====== Supplied text ======
Re: [Bug-wget] bug in socket reuse when using wget -c

2017-12-15 Thread Darshit Shah
I've merged the above patches to master. They will be available with the next
version of Wget

* Darshit Shah  [171208 18:47]:
> Hi,
> 
> Thanks for your report. It is indeed a bug in Wget, as you've rightfully
> investigated. The socket still had some data which caused the next request to
> have problems.
> 
> I've attached two patches here, the first one fixes the issue. It tries to 
> read
> and discard any HTTP body still available and then re-use the socket. The
> second patch adds a test case for this scenario
> 
> * Iru Cai  [171208 17:19]:
> > Hello wget developers,
> > 
> > I found an issue when using `wget -c`, as in:
> > 
> >   https://github.com/mholt/caddy/issues/1965#issuecomment-349220927
> > 
> > By checking out the wget source code, I can confirm that it doesn't
> > drain the response body when it meets a 416 Requested Range Not
> > Satisfiable, and then the socket will be reused for the second request
> > (http get 2.dat in this case). When parse its response, it will
> > encounter the first response's body, so it failed to get the correct
> > response header. This is why you get a blank response header.
====== Dataset ======
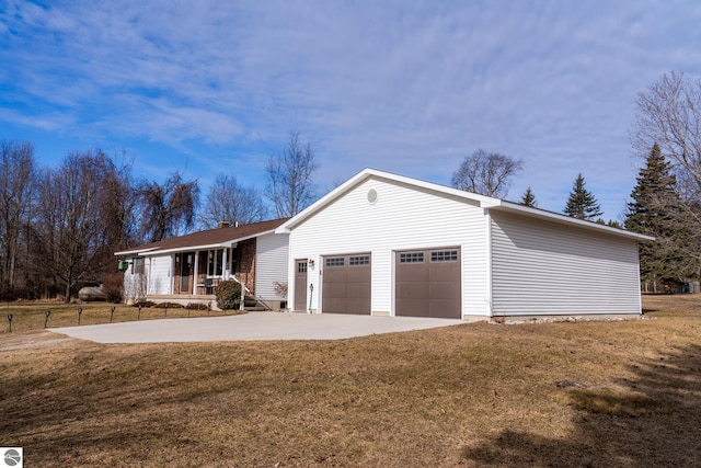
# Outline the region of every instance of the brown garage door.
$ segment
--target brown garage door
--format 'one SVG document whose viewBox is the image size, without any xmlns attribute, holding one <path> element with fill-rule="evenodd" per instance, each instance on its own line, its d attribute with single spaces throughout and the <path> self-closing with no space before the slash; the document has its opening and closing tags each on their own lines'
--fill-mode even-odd
<svg viewBox="0 0 701 468">
<path fill-rule="evenodd" d="M 460 249 L 397 252 L 395 312 L 407 317 L 462 317 Z"/>
<path fill-rule="evenodd" d="M 323 258 L 321 311 L 370 315 L 370 254 Z"/>
</svg>

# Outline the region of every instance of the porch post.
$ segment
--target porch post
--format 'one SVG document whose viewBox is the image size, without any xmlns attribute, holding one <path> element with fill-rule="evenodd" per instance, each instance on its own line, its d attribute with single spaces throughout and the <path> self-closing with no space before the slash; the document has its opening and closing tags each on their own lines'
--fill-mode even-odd
<svg viewBox="0 0 701 468">
<path fill-rule="evenodd" d="M 199 282 L 197 281 L 197 267 L 199 266 L 199 250 L 195 250 L 195 267 L 193 269 L 193 296 L 197 296 L 197 285 Z"/>
<path fill-rule="evenodd" d="M 229 269 L 227 266 L 229 266 L 229 264 L 227 263 L 227 261 L 229 260 L 227 255 L 227 252 L 229 251 L 229 248 L 225 247 L 223 248 L 223 253 L 221 254 L 221 278 L 222 279 L 229 279 Z"/>
</svg>

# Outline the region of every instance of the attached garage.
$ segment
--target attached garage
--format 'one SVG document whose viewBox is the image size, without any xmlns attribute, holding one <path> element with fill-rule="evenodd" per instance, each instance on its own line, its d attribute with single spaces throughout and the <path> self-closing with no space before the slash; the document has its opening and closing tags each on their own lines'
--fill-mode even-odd
<svg viewBox="0 0 701 468">
<path fill-rule="evenodd" d="M 654 240 L 372 169 L 276 232 L 289 235 L 290 304 L 453 319 L 640 315 L 637 244 Z"/>
<path fill-rule="evenodd" d="M 371 255 L 323 258 L 322 310 L 325 313 L 370 315 Z"/>
<path fill-rule="evenodd" d="M 398 316 L 462 318 L 460 248 L 397 252 L 395 259 Z"/>
</svg>

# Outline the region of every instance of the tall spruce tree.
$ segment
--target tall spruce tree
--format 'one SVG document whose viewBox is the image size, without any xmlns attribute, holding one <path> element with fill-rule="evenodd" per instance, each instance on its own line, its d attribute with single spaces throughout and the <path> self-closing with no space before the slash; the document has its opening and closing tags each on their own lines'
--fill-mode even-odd
<svg viewBox="0 0 701 468">
<path fill-rule="evenodd" d="M 671 163 L 654 144 L 640 170 L 625 214 L 625 229 L 656 239 L 640 246 L 641 279 L 645 287 L 652 283 L 654 290 L 659 283 L 687 277 L 691 266 L 683 254 L 687 236 L 685 226 L 678 222 L 682 207 L 671 170 Z"/>
<path fill-rule="evenodd" d="M 538 206 L 536 195 L 533 194 L 533 191 L 530 190 L 530 187 L 526 189 L 526 192 L 524 192 L 524 196 L 521 197 L 521 205 L 530 206 L 533 208 Z"/>
<path fill-rule="evenodd" d="M 601 206 L 596 201 L 596 197 L 584 187 L 585 184 L 584 176 L 579 172 L 574 181 L 572 192 L 570 192 L 564 213 L 573 218 L 593 221 L 602 215 Z"/>
</svg>

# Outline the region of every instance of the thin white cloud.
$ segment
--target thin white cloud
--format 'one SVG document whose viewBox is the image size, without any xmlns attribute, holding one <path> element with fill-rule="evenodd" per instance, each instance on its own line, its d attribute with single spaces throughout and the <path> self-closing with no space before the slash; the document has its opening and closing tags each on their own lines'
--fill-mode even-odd
<svg viewBox="0 0 701 468">
<path fill-rule="evenodd" d="M 320 185 L 368 165 L 447 183 L 484 148 L 526 161 L 509 198 L 530 185 L 560 210 L 583 172 L 609 217 L 634 183 L 635 93 L 670 69 L 701 75 L 692 1 L 10 7 L 8 125 L 158 142 L 203 173 L 230 158 L 253 179 L 296 129 Z"/>
</svg>

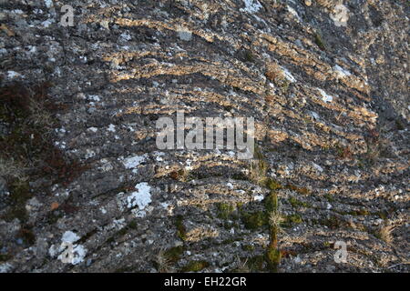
======
» **Description of the task**
Pick up the wget socket reuse thread at its last line and carry it on.

» **Result of this exercise**
> > 
> > Hope this can be fixed.
> > 
> > Thanks,
> > Iru
> 
> 
> 
> -- 
> Thanking You,
> Darshit Shah
> PGP Fingerprint: 7845 120B 07CB D8D6 ECE5 FF2B 2A17 43ED A91A 35B6

> From a0ffc151036c3d63f153ab3a3d8a30994c47fedf Mon Sep 17 00:00:00 2001
> From: Darshit Shah 
> Date: Fri, 8 Dec 2017 18:13:00 +0100
> Subject: [PATCH 1/2] Don't assume a 416 response has no body
> 
> * http.c(gethttp): In case of a 416 response, try to drain the socket of
> any bytes before reusing the connection
> 
> Reported-By: Iru Cai 
> ---
>  src/http.c | 11 ---
>  1 file changed, 8 insertions(+), 3 deletions(-)
> 
> diff --git a/src/http.c b/src/http.c
> index 95d26258..e4ff0107 100644
> --- a/src/http.c
> +++ b/src/http.c
> @@ -3969,11 +3969,16 @@ gethttp (const struct url *u, struct url 
> *original_url, struct http_stat *hs,
>hs->res = 0;
>/* Mark as successfully retrieved. */
>*dt |= RETROKF;
> -  if (statcode == HTTP_STATUS_RANGE_NOT_SATISFIABLE)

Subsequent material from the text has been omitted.